Segment Start: TEXT BLOCK
To examine the contributions of EP to Hox-DNA binding specificity in detail, we used DNAphi to predict minor-groove EP for sequences derived from SELEX-seq experiments for Drosophila Exd-Hox heterodimers. We averaged EP predictions at each nucleotide position of the sequences selected by each Hox protein. This family of TFs uses positively charged amino acids to recognize the enhanced negative EP in the minor groove of the Exd-Hox consensus site GAYNNAY (with Y = C or T) (36). For example, Arg5 within the Hox linker region selects for more negative EP at A5Y6 positions, whereas Arg3/His–12 preferentially binds to sequences with more negative EP at A9Y10 positions (Figure 8).

Figure 8.

Figure 8.

Heat map of average EP at each position of 16-mers selected by each Exd-Hox heterodimer. Dark and light red colors represent regions of more negative and less negative EP, respectively. Black boxes indicate A5Y6 positions of 16-mers containing the TGAYNNAY core where, in the case of Scr, Arg5 contacts the minor groove, and A9Y10 positions where Arg3 and His–12 bind to the minor groove. (A) EP profiles for selected sequences vary between anterior and posterior Hox proteins. (B) EP profiles for sequences selected by Scr mutants suggest a loss in the ability to recognize the EP profile when minor groove-contacting residues are mutated. (C) EP profiles for sequences selected by Antp mutants, where Scr-linker residues are inserted into the Antp protein, show the restored ability to recognize a second minimum of enhanced negative EP.
Segment End: TEXT BLOCK
Segment Start: DATA SECTION
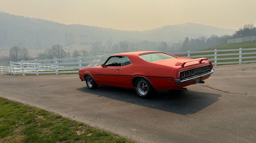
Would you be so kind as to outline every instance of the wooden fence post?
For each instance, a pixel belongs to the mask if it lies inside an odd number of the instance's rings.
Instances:
[[[23,60],[21,60],[21,72],[22,72],[22,75],[25,75],[25,74],[24,73],[24,66],[23,65]]]
[[[10,61],[10,67],[12,67],[12,62],[11,62],[11,61]],[[11,68],[11,69],[12,69]],[[12,71],[11,71],[11,74],[12,74]]]
[[[217,65],[217,49],[214,50],[214,65]]]
[[[55,73],[56,75],[58,75],[58,66],[57,66],[57,58],[55,59]]]
[[[239,64],[242,63],[242,48],[239,48]]]
[[[35,64],[36,65],[36,75],[38,75],[38,69],[37,68],[37,60],[35,60]]]
[[[15,72],[14,72],[14,66],[13,65],[13,62],[12,62],[12,74],[13,75],[15,75]]]
[[[81,57],[79,57],[79,61],[78,61],[78,63],[79,65],[79,70],[81,69]]]
[[[190,51],[188,51],[188,57],[189,58],[190,58]]]

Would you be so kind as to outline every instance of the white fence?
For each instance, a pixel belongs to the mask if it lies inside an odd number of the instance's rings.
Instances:
[[[9,73],[11,71],[10,67],[5,67],[4,66],[0,66],[0,72],[1,73]]]
[[[172,53],[189,58],[208,58],[215,65],[256,62],[256,48],[188,51]],[[77,73],[82,68],[103,63],[107,57],[79,57],[10,62],[10,67],[1,67],[1,72],[12,74]]]

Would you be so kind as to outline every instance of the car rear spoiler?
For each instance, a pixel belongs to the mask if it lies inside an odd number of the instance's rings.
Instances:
Segment End: DATA SECTION
**YOUR INSTRUCTIONS:** Resume the text on minor-groove electrostatic potential in Exd-Hox DNA binding, starting right after its last sentence. You can ignore the lines; nothing here depends on them.

**RESULT OF THIS TASK:**
Although most sequences were predicted to have more negative EP in the minor groove at A5Y6 positions, the largest variation among binding sites of different Hox proteins occurred at A9Y10 positions. This characteristic EP pattern cannot be explained by nucleotide composition alone and correlates with our previous observations on DNA shape (22). For example, EP varied gradually at A9Y10 positions from more negative EP for sites of anterior Hox proteins to less negative EP for sequences selected by posterior Hox proteins. As a result, anterior Hox proteins (Lab, Pb, Dfd and Scr) selected sequences with two regions of more negative EP, whereas posterior Hox proteins (Antp, Ubx, AbdA and AbdB) selected sequences with only one region of more negative EP at A5Y6 positions (Figure 8A). Scr mutants (in which Arg3, His–12 or Arg5 was mutated to alanine) demonstrated the effect of losing a positive charge on the ability to recognize regions of enhanced negative EP (Figure 8B). Antp mutants (in which minor groove-contacting residues from Scr were engineered into the Scr linker) regained the ability to read two regions of more negative EP (Figure 8C).

CONCLUSIONS

Multiple determinants, including DNA sequence and shape, contribute to TF–DNA binding specificity (1). Albeit related to shape, EP adds an additional layer—a biophysical determinant—to the complexity of protein–DNA binding. Before the development of our new approach, HT analysis of EP was not possible for large datasets due to the limitations of unavailable structures and constrained computing power. Although EP can be inferred indirectly by HT DNA shape prediction (12) or experiment-based methods (64), quantitative EP prediction on a genomic scale required a new approach.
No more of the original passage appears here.